Complete the following:
**1.** In the stove insulation thread, begreen says magnets keep their magnetism up to roughly what temperature?
**2.** Restate the paragraph of the stove insulation thread beginning "The roxul creates an air seal" as a short bulleted list that keeps its main facts.
**3.** From the stove insulation thread, copy everything from "## DanCorcoran (Oct" down to "know for sure....".

--- Start of Quoted text ---

The roxul creates an air seal, as it is stuffed real tight and stops heat from leaving your house.  Without it, you will have to seal other ways to stop the air flow. This would negate the point of the poor mans block off, and would require more precise cuts and silicone to seal the edges, and another way to seal around the liner.


----------



## fire_man (Oct 9, 2011)

Makes sense, thanks.


----------



## stejus (Oct 9, 2011)

EJL923 - This looks great and far better than just stuffing insulation up there like my current situation.  One question, can this be done with the stove in place?  I had some reach issues with stuffing insulation up there so I'm trying to figure a way to do it like yours, without pulling the stove out.


----------



## rakuz66 (Oct 9, 2011)

Is that spray foam insulation?


----------



## begreen (Oct 9, 2011)

Packed Roxul.


----------



## EJL923 (Oct 9, 2011)

I did mine with the stove in place. Without pics I have no idea whether or not you can. It was tight, but I managed.


----------



## tickbitty (Oct 9, 2011)

Hmmm... makes me wonder if it could be held up with magnets, that's how I did my mantel shield.  A metal sculptor gave me a thick blanket of kaowool, but I haven't put it up there yet, and I'm certain it would be a bad idea in my particular situation to have it in there without a plate of some sort.  (I have an insert, but no surround panel, so I feel like it would be dropping junk on my stove as well as blowing out...)  We will see.


----------



## DanCorcoran (Oct 9, 2011)

tickbitty said:
			
		

> Hmmm... makes me wonder if it could be held up with magnets,



Not sure, but I think heat causes a loss of magnetism.  Someone on this site will know for sure....


----------



## Danno77 (Oct 9, 2011)

DanCorcoran said:
			
		

> tickbitty said:
> 
> 
> 
> ...


It does, but not at these low temps. Many a flu thermometer is held on with magnets. I overfired once and my magnet gave out a little and never recovered. It kinda slid down the pipe. Now it sits on the stovetop. Still sticks, just not like it did.


----------



## mhrischuk (Oct 10, 2011)

magnets and heat don't mix


----------



## begreen (Oct 10, 2011)

My understanding is that magnets don't lose their magnetism until north of ~900F. If your lintel is hotter than this, call 911!


----------



## NCredneck (Oct 13, 2011)

--- End of Quoted text ---
--- Start of Dataset entries ---

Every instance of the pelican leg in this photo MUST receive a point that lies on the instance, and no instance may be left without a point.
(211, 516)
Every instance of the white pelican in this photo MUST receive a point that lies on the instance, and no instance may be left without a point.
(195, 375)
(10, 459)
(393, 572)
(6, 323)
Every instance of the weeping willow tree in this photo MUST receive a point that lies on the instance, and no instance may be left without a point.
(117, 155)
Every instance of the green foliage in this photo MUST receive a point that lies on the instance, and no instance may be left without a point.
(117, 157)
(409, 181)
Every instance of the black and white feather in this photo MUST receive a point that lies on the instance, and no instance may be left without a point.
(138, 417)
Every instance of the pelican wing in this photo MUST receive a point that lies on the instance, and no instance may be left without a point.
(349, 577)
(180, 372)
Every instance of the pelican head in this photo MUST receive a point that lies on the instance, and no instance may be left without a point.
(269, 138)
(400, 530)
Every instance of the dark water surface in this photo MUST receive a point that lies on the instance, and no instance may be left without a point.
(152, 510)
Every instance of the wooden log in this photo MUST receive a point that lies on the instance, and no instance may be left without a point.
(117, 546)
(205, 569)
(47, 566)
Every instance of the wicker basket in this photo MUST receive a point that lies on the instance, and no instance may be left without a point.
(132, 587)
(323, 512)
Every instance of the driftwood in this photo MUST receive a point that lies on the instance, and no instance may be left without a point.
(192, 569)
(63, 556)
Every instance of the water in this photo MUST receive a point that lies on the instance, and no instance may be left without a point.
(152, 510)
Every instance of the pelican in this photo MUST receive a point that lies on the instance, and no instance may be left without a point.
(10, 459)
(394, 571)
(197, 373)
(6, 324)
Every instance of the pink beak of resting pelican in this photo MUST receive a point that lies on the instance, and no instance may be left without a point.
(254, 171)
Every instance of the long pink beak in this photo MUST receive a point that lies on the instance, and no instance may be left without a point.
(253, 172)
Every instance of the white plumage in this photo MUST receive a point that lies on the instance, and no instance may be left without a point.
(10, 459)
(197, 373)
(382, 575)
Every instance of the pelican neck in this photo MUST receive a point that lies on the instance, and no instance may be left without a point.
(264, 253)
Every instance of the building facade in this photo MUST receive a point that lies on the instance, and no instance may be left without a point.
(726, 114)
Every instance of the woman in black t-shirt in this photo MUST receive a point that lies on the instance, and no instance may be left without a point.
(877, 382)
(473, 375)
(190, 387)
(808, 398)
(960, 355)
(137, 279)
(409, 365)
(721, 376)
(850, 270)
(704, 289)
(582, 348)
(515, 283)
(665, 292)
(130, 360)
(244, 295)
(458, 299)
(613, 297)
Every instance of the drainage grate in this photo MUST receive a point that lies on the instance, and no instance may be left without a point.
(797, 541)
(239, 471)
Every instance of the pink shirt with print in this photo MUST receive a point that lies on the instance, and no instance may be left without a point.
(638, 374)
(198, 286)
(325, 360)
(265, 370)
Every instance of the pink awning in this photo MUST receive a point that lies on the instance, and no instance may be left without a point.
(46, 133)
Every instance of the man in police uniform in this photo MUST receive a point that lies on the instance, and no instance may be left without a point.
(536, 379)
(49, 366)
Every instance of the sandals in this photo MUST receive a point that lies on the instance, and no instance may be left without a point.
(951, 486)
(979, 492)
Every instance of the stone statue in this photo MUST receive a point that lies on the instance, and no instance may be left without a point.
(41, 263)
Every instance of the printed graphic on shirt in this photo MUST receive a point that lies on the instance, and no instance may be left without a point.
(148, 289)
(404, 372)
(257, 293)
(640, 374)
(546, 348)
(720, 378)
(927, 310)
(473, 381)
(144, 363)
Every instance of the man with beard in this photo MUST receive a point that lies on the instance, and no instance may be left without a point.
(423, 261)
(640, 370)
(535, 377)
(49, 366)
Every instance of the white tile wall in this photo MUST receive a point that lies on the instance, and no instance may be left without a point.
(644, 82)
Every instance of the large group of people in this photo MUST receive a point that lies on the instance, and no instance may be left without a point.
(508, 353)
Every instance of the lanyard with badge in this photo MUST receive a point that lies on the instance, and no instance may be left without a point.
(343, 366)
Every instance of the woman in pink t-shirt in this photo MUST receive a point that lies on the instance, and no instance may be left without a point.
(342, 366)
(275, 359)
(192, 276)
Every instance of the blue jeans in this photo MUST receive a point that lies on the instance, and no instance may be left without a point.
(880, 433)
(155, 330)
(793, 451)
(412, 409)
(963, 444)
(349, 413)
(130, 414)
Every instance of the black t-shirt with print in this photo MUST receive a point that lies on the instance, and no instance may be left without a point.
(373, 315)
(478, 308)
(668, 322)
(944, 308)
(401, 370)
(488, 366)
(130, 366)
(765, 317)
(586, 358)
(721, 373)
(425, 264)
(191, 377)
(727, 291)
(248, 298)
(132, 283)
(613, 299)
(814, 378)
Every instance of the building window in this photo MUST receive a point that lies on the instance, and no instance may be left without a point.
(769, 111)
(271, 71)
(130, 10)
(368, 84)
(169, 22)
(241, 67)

--- End of Dataset entries ---

Responses for each task:
**1.** Up to about 900F.

**2.**
- Roxul stuffed in tightly forms an air seal and keeps heat from leaving the house.
- Without it, the air flow has to be sealed some other way.
- That would defeat the point of the poor man's block off.
- It would also call for more precise cuts, silicone along the edges and another way to seal around the liner.

**3.**
## DanCorcoran (Oct 9, 2011)

tickbitty said:
			
		

> Hmmm... makes me wonder if it could be held up with magnets,



Not sure, but I think heat causes a loss of magnetism.  Someone on this site will know for sure....